AVAILABLE RECORDS ->
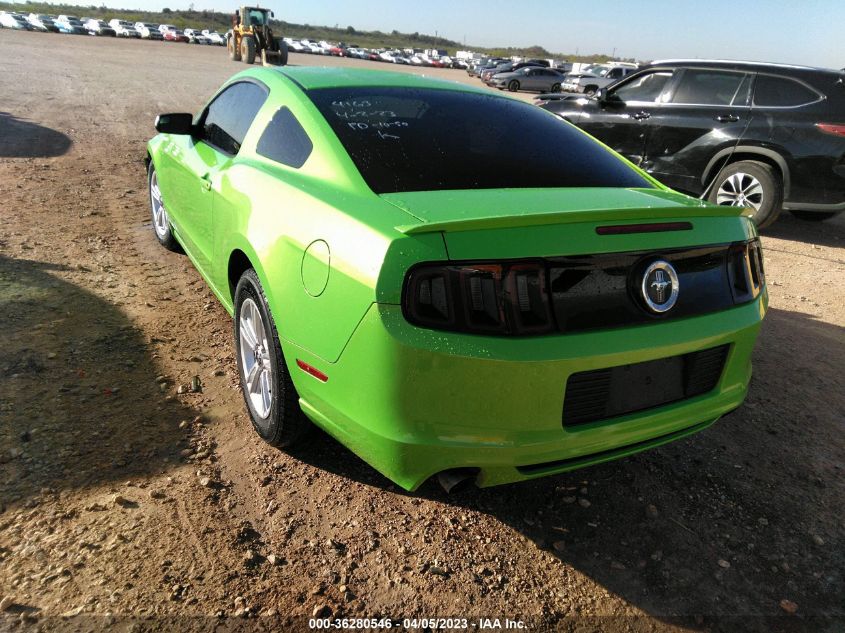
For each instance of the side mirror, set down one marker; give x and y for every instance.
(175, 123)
==
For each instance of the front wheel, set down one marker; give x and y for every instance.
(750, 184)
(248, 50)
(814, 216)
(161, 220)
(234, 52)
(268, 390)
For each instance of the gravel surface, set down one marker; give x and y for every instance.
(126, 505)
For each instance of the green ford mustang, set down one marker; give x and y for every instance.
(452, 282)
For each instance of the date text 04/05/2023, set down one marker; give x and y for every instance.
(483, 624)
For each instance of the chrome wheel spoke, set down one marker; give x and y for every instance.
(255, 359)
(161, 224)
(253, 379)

WHAT NEEDS TO BE DONE ->
Which of the lines above contain the string "wheel", matching case exactly? List each of those lines in full.

PROBLEM SOLUTION ->
For each instance of the front wheel, set down one marker; give x and y for every instance.
For each instance of the chrome wheel spoke, set down one marker; give x and y for every instance.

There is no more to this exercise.